**Text to read**.
>>>

Every one of Adam’s descendants has suffered the same fate, the consequence of being alienated from God. The Scripture tells us that, when Adam died, we also died (Romans 5:12-21). When he put up a wall to shut God out of his life, we did so as well. From birth we are separated from His life. A sense of alienation , of anomie, continues to touch the human story and the tragedy of death is inevitable. Left to ourselves we are “without God and without hope in the world” (Ephesians 2:12). So, by definition, an atheist is literally “someone without God” Atheism does not inspire hope; it guarantees a death of hope, a sense of despair. We all need God.

Human religion is posited on fear of God and the supernatural world, terror of death and the hereafter. In a world in which war is commonplace, and the means of prosecuting it increasingly sophisticated and deadly, the nations spend more on arms than education, health or job creation combined. If only we could redirect money spent on conflict, the human race would be fed, educated and provided with good shelter. But conflict and instability will continue as long as men and women are separated from the Prince of Peace. “They have not known the way of peace” (Romans 3:17).

<<<

**Problems**.
**A.** According to the passage on alienation from God, what is an atheist literally?
**B.** Quote the passage on alienation from God word for word, starting at "Every one of" and ending at "all need God.".
The rows here come from a source other than the passage.

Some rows

>>>

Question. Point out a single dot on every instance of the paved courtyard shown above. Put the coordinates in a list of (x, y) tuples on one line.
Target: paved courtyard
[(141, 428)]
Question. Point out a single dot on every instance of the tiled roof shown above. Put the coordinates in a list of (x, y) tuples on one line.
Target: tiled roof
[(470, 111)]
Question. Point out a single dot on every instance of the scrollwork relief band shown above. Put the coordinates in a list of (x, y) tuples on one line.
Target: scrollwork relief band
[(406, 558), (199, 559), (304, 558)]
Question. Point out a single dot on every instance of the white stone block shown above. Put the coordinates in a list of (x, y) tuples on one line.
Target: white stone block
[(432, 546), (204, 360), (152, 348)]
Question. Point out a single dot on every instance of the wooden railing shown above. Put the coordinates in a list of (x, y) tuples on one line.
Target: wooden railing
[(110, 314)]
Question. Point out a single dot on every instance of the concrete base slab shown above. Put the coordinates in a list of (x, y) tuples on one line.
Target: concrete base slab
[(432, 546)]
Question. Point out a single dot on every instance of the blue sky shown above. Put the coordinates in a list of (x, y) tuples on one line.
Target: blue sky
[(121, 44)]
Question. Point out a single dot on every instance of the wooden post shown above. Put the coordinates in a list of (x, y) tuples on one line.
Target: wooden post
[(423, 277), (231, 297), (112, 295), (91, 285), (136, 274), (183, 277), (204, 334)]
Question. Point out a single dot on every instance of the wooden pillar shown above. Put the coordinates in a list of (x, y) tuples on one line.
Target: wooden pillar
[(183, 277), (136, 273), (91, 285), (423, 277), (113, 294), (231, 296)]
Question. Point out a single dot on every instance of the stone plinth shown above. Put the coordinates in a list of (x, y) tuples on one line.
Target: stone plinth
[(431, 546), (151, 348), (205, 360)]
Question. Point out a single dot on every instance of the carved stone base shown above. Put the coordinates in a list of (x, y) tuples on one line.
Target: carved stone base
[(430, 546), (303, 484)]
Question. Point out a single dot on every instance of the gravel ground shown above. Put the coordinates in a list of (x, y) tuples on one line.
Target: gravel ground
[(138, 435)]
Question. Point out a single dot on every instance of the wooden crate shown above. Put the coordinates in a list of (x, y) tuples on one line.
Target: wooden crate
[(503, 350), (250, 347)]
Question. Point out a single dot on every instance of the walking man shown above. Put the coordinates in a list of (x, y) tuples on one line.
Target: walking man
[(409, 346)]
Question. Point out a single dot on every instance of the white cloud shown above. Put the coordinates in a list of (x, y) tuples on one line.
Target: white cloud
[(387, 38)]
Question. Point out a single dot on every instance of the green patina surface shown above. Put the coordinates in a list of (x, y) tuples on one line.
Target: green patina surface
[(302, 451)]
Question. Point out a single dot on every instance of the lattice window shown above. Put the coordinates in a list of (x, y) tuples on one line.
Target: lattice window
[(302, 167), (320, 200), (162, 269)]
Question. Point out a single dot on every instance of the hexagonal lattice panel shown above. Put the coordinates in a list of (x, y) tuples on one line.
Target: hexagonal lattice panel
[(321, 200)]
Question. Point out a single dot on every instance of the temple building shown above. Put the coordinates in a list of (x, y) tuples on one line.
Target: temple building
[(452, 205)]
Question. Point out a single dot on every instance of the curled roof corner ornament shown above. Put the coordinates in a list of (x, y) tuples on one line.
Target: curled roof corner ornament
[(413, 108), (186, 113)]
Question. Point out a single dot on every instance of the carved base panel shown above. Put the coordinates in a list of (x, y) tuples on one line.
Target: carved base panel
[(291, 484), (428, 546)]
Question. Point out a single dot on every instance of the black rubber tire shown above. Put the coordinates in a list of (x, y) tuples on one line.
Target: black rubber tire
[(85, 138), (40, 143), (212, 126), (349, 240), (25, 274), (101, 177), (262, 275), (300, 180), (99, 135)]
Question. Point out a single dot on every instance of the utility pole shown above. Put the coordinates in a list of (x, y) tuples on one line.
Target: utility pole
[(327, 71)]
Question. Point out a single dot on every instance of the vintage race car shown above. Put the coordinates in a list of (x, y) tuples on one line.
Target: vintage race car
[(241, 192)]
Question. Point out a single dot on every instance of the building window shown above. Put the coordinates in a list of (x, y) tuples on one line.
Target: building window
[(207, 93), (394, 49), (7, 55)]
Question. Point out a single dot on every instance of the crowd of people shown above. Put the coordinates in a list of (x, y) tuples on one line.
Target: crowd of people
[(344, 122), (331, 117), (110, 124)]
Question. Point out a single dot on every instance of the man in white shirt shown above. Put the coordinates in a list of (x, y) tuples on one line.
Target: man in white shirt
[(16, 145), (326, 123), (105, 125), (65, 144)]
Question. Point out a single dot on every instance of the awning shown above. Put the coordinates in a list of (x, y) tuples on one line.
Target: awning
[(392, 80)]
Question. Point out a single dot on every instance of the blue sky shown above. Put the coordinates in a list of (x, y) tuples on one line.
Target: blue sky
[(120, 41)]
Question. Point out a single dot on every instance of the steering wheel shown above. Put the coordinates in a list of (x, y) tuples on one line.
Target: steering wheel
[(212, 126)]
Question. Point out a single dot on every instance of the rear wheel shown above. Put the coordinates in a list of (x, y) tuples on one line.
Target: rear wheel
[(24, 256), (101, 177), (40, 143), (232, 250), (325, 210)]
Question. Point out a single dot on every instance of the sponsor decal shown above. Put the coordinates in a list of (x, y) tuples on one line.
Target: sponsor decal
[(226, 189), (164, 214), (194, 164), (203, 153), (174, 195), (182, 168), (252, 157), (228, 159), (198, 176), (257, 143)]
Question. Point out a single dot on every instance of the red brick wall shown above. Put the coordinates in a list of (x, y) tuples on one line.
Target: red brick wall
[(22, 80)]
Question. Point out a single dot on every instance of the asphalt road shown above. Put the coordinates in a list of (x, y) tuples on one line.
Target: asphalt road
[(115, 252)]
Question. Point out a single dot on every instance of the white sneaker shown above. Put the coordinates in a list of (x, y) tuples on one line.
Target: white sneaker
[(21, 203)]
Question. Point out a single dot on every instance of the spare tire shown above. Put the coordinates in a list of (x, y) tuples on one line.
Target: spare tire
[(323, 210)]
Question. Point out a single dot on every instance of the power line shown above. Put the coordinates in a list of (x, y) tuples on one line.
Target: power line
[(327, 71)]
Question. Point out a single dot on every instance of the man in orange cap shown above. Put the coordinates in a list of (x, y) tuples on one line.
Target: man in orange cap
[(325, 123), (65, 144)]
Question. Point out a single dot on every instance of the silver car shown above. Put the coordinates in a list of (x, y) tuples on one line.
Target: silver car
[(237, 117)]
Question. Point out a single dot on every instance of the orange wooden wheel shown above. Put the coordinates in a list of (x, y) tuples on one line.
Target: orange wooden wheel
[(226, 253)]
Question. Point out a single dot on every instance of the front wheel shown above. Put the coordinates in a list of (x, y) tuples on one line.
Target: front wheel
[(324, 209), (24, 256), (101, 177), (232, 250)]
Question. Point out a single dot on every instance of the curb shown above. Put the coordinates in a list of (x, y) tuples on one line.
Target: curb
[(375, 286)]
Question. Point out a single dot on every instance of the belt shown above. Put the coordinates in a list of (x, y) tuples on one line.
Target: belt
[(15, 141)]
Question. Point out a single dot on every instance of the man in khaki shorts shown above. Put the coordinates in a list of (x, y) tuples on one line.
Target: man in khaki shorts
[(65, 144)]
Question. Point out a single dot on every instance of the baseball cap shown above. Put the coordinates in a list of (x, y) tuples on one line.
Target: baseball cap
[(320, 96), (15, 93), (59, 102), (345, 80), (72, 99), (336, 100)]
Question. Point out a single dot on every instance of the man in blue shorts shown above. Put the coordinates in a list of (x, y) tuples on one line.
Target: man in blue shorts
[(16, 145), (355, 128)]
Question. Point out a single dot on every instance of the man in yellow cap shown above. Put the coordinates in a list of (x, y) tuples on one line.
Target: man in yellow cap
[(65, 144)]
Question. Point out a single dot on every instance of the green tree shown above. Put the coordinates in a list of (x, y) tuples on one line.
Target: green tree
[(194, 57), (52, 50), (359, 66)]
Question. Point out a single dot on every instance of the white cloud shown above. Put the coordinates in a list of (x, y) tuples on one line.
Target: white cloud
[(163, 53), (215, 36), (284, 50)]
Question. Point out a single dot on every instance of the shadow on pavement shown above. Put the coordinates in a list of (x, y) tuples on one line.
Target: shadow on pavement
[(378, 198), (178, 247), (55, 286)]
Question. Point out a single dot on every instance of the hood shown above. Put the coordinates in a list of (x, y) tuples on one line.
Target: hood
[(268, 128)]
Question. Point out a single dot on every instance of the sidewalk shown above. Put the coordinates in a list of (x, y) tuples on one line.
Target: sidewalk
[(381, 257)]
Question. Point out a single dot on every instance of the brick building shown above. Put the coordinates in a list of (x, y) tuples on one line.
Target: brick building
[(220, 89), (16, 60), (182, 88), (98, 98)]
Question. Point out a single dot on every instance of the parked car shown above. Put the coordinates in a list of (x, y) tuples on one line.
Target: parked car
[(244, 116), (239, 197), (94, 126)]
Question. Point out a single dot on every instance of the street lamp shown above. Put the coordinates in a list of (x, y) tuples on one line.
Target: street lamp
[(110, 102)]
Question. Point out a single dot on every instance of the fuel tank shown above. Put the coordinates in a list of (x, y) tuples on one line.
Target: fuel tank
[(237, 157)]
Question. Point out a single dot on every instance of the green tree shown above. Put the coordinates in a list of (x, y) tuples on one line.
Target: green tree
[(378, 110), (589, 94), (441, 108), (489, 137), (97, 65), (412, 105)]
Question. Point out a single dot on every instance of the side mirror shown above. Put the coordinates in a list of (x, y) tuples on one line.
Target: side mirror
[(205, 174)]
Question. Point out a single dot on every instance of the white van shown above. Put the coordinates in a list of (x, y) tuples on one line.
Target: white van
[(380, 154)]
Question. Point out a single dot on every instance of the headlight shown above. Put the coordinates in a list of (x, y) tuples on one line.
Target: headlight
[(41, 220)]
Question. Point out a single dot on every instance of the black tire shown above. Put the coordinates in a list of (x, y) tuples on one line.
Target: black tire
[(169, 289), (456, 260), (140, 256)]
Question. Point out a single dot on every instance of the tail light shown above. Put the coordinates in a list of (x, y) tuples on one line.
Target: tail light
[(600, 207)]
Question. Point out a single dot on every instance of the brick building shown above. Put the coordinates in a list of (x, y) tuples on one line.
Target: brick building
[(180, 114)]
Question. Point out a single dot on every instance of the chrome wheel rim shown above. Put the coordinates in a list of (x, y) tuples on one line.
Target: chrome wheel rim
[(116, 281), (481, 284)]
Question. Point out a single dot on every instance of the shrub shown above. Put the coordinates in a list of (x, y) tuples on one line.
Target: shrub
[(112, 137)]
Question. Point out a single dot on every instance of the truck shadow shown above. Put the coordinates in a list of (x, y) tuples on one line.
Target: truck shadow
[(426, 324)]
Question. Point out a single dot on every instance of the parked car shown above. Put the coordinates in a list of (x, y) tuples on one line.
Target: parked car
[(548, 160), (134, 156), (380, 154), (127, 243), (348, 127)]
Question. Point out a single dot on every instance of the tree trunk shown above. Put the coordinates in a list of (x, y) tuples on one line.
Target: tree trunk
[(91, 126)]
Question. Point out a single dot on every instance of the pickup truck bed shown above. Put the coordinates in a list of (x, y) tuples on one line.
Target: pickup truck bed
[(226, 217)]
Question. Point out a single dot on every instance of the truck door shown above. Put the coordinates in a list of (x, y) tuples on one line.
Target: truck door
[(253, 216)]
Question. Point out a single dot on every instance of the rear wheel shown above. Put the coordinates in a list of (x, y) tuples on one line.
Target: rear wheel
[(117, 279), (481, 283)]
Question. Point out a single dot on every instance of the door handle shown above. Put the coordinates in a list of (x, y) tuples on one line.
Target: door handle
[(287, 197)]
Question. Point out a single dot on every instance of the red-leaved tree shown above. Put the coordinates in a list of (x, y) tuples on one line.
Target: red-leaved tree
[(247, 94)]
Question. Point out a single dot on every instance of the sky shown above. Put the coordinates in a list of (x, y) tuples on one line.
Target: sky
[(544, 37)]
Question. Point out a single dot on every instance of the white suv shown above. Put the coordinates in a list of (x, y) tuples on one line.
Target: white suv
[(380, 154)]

<<<

**Responses**.
**A.** Someone without God.

**B.**
Every one of Adam’s descendants has suffered the same fate, the consequence of being alienated from God. The Scripture tells us that, when Adam died, we also died (Romans 5:12-21). When he put up a wall to shut God out of his life, we did so as well. From birth we are separated from His life. A sense of alienation , of anomie, continues to touch the human story and the tragedy of death is inevitable. Left to ourselves we are “without God and without hope in the world” (Ephesians 2:12). So, by definition, an atheist is literally “someone without God” Atheism does not inspire hope; it guarantees a death of hope, a sense of despair. We all need God.